> _Problem details_: Output, word for word, every line from the line with "Reviewer note: make sure every instance of the tree canopy" through the final line of the data below.

> _Extracted records_:
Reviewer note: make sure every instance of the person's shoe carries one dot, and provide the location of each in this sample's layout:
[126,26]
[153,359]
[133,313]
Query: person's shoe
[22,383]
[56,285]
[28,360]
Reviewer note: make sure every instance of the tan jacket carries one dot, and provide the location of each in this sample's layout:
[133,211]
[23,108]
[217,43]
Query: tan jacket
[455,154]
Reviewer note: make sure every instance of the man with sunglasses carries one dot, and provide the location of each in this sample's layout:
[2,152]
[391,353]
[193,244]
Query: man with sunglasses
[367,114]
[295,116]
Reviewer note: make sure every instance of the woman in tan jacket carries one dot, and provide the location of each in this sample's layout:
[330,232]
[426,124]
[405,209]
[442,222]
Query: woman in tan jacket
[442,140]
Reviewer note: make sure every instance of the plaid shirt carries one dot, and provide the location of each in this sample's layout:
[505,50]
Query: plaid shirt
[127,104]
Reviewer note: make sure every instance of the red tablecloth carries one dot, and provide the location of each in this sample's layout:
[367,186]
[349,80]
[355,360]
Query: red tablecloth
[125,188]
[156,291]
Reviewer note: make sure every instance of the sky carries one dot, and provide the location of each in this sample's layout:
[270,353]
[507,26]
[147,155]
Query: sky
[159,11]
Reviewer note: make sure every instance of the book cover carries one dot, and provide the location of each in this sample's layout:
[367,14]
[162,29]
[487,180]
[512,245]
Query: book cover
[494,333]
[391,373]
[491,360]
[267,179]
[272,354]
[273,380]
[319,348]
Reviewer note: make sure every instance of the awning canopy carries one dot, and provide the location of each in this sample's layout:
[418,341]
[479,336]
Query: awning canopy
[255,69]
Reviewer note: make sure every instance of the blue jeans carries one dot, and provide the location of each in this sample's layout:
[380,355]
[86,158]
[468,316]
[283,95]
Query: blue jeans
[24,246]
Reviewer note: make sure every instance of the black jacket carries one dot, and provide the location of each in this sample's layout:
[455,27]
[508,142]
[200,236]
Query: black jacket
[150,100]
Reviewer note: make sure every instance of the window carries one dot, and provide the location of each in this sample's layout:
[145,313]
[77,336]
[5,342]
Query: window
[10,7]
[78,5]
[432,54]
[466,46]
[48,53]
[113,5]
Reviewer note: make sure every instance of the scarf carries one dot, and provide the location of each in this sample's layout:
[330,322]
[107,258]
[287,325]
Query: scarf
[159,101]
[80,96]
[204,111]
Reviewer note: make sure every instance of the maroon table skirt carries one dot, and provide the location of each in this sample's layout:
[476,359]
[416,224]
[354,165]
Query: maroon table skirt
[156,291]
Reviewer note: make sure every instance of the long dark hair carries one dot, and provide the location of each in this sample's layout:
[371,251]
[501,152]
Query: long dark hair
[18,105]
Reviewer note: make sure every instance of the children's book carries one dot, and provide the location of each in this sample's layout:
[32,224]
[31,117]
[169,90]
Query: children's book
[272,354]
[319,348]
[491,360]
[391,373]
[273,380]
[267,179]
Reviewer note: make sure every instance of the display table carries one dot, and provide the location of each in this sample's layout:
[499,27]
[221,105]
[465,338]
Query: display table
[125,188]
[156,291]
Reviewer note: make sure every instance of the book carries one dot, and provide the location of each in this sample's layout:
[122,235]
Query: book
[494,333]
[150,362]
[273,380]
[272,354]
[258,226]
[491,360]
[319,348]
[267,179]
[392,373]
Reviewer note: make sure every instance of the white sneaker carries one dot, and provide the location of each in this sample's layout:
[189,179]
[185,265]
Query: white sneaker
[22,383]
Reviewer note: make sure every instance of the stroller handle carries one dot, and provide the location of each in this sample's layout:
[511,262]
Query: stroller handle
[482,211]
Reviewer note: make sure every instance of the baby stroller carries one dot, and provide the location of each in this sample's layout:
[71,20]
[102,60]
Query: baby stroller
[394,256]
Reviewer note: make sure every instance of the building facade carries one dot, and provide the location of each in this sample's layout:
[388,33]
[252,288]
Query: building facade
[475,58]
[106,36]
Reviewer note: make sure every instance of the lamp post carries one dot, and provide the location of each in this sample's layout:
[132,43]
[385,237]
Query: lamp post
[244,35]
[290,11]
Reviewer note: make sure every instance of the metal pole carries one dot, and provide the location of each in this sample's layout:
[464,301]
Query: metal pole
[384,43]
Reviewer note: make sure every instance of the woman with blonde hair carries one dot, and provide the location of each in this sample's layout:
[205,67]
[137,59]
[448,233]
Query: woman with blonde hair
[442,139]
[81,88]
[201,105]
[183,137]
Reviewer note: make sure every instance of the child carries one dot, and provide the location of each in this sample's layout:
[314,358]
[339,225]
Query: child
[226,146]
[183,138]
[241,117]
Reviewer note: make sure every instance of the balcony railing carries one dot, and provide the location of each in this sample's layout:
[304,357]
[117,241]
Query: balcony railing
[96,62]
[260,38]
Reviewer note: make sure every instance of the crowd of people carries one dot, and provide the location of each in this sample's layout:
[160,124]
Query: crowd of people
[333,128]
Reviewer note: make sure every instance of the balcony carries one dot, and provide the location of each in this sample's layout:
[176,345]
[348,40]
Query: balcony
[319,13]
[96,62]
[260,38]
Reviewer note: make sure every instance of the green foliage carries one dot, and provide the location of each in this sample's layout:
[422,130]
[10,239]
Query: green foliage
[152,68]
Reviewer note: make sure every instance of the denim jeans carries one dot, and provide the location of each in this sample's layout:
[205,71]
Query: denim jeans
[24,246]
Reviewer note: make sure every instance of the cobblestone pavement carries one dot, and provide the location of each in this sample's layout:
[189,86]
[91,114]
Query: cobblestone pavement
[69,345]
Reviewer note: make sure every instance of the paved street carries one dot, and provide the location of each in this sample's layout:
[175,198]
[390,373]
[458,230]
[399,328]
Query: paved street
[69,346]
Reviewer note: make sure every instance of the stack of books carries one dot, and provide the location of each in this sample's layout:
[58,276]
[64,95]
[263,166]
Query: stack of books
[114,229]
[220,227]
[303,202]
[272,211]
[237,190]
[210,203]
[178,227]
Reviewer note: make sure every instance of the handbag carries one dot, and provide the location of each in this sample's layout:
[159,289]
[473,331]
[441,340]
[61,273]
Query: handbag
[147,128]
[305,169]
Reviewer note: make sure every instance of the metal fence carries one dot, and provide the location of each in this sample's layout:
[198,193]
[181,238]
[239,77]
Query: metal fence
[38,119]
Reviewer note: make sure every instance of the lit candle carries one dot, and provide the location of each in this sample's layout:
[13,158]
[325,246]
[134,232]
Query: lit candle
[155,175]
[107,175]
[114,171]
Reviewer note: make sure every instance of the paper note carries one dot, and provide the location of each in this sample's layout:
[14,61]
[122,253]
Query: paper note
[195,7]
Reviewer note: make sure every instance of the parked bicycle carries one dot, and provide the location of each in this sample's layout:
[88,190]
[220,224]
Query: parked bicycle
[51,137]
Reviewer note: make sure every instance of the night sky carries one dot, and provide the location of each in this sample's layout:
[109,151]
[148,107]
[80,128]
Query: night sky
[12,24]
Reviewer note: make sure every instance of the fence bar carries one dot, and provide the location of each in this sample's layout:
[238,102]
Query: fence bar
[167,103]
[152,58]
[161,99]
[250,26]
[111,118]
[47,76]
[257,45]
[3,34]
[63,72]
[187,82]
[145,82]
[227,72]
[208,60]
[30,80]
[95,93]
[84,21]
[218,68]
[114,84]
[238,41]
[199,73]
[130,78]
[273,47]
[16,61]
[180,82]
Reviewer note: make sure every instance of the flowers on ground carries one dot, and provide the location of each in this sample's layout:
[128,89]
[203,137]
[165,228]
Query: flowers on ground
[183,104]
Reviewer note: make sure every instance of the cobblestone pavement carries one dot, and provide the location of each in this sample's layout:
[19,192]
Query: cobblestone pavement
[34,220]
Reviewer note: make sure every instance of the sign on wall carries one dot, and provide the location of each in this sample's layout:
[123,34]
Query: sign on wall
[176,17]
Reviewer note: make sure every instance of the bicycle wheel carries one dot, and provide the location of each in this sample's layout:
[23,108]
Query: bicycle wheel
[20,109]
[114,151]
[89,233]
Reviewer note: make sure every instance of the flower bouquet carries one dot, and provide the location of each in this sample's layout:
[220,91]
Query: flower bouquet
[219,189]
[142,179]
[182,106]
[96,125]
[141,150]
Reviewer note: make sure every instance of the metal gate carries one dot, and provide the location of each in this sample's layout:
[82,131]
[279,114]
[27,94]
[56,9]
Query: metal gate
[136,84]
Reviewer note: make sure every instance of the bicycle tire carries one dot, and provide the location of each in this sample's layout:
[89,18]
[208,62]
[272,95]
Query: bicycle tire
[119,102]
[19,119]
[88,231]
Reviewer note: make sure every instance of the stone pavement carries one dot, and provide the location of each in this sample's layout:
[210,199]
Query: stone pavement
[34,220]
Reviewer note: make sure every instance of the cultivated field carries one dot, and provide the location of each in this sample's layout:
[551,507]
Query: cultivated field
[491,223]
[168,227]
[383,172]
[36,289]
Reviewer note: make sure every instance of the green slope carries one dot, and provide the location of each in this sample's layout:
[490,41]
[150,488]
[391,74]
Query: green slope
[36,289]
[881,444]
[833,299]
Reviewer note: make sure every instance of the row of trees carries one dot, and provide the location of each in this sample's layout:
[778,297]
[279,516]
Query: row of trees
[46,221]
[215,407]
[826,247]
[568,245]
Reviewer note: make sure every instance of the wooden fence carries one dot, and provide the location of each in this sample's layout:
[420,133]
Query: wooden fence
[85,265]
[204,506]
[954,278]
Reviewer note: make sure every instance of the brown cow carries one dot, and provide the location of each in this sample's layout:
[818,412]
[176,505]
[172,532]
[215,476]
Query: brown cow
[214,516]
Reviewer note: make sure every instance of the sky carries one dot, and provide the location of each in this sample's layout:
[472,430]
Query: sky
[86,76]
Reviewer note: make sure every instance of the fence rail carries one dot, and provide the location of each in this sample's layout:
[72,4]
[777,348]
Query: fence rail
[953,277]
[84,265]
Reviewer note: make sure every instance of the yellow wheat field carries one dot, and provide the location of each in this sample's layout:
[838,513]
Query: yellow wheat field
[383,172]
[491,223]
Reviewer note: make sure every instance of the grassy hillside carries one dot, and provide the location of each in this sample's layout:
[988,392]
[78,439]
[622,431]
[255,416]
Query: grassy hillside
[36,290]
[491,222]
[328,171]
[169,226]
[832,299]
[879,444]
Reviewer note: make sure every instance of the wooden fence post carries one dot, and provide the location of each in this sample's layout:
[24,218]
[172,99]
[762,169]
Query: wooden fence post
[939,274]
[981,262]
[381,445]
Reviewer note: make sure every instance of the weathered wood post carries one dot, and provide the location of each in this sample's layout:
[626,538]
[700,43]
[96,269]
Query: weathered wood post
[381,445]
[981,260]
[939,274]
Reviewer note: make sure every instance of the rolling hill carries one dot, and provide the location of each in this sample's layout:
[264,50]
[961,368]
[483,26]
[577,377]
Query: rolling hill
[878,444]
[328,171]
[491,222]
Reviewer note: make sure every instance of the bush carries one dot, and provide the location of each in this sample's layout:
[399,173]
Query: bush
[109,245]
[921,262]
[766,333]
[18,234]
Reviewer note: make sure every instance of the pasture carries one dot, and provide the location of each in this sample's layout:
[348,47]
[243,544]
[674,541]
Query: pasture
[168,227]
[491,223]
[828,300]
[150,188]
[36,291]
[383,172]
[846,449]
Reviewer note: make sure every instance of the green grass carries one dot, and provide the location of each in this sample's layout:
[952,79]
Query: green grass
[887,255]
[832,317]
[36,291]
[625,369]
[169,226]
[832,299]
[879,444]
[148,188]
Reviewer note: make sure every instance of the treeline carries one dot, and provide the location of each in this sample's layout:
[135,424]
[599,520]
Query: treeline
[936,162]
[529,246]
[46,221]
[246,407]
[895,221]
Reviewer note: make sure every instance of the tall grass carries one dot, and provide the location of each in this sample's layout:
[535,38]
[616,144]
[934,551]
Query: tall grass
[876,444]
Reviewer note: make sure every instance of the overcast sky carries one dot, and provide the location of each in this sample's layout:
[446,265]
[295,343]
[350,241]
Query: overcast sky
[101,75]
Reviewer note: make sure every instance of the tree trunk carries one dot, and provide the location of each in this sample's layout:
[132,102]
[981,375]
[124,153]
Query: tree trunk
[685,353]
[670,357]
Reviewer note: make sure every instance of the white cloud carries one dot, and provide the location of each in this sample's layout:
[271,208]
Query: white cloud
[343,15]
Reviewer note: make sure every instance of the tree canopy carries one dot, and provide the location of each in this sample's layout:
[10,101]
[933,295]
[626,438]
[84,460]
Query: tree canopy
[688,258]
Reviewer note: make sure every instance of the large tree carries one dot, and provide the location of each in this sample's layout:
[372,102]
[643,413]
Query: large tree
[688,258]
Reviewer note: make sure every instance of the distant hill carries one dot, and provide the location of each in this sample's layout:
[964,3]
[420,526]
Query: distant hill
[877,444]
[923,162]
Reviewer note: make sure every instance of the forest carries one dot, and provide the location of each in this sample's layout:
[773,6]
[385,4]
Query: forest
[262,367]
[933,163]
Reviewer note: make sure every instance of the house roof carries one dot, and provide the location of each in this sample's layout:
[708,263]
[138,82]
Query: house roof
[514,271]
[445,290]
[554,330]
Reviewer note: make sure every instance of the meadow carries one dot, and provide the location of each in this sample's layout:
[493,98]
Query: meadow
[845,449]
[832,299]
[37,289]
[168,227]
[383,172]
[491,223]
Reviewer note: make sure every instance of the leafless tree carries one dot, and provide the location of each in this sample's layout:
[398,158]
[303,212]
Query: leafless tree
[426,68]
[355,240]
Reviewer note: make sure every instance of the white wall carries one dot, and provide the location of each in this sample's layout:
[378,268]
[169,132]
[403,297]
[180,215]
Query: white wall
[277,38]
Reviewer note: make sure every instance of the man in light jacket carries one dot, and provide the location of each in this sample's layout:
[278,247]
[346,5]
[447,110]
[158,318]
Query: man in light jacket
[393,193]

> _Reply to the task_:
Reviewer note: make sure every instance of the tree canopy carries one dot, and provide the location of each in this sample's layout:
[10,101]
[933,295]
[626,438]
[84,460]
Query: tree canopy
[688,258]
Reviewer note: make sure every instance of the large tree carries one dot, and provide the location of each in this sample's layout:
[372,102]
[643,413]
Query: large tree
[688,258]
Reviewer note: make sure every instance of the distant hill carries one dot, and provide the location of each in this sample's layout:
[964,3]
[420,526]
Query: distant hill
[877,444]
[923,162]
Reviewer note: make sure every instance of the forest carries one dot, and provide the location of each in this sample's layout:
[773,6]
[385,4]
Query: forest
[262,367]
[933,163]
Reviewer note: make sure every instance of the house roof carries one dot, and provide the location of each in this sample's layout:
[708,263]
[138,82]
Query: house roof
[514,271]
[445,290]
[554,330]
Reviewer note: make sure every instance of the meadow carries one dot, and provide the location of each in this sample's layout:
[493,98]
Query: meadow
[845,449]
[832,299]
[37,289]
[168,227]
[383,172]
[491,223]
Reviewer note: make sure every instance of the leafless tree carries one dot, and provide the location of each in this sample's layout:
[398,158]
[303,212]
Query: leafless tree
[426,68]
[355,240]
Reviewer note: make sure every instance of the white wall carries one dot, and provide the location of each in this sample's layout:
[378,268]
[169,132]
[403,297]
[180,215]
Query: white wall
[277,38]
Reviewer note: make sure every instance of the man in light jacket carries one dot, and provide the location of each in this sample's layout:
[278,247]
[346,5]
[447,110]
[158,318]
Query: man in light jacket
[393,193]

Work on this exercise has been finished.